Exercise requirements |
Rewrite every line of the items below as a Markdown table with the columns "No." and "Line", leaving out blank lines. Number the rows in order.

[Excerpts from segmentation records]
################
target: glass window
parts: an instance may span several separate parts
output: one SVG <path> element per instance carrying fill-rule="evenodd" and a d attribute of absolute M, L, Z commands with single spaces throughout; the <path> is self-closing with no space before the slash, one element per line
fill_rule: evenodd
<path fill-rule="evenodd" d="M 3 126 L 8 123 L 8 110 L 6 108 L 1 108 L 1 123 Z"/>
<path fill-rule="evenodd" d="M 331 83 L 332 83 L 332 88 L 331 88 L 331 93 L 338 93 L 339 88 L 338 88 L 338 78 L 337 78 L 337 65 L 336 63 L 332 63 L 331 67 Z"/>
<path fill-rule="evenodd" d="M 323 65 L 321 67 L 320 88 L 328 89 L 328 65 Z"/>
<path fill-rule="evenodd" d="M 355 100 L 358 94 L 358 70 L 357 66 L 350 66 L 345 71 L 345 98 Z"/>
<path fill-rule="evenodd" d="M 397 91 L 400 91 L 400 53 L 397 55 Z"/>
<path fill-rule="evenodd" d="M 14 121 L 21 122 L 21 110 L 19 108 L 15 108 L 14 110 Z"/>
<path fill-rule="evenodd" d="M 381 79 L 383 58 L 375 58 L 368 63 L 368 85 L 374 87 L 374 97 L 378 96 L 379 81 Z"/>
################
Answer to the task |
| No. | Line |
|---|---|
| 1 | target: glass window |
| 2 | parts: an instance may span several separate parts |
| 3 | output: one SVG <path> element per instance carrying fill-rule="evenodd" and a d attribute of absolute M, L, Z commands with single spaces throughout; the <path> is self-closing with no space before the slash, one element per line |
| 4 | fill_rule: evenodd |
| 5 | <path fill-rule="evenodd" d="M 3 126 L 8 123 L 8 110 L 6 108 L 1 108 L 1 123 Z"/> |
| 6 | <path fill-rule="evenodd" d="M 331 83 L 332 83 L 332 88 L 331 88 L 331 93 L 338 93 L 339 88 L 338 88 L 338 78 L 337 78 L 337 65 L 336 63 L 332 63 L 331 67 Z"/> |
| 7 | <path fill-rule="evenodd" d="M 323 65 L 321 67 L 320 88 L 328 89 L 328 65 Z"/> |
| 8 | <path fill-rule="evenodd" d="M 355 100 L 358 94 L 358 70 L 357 66 L 350 66 L 345 71 L 345 98 Z"/> |
| 9 | <path fill-rule="evenodd" d="M 397 91 L 400 91 L 400 53 L 397 55 Z"/> |
| 10 | <path fill-rule="evenodd" d="M 14 121 L 21 122 L 21 110 L 19 108 L 15 108 L 14 110 Z"/> |
| 11 | <path fill-rule="evenodd" d="M 381 79 L 383 58 L 375 58 L 368 63 L 368 85 L 374 87 L 374 97 L 378 96 L 379 81 Z"/> |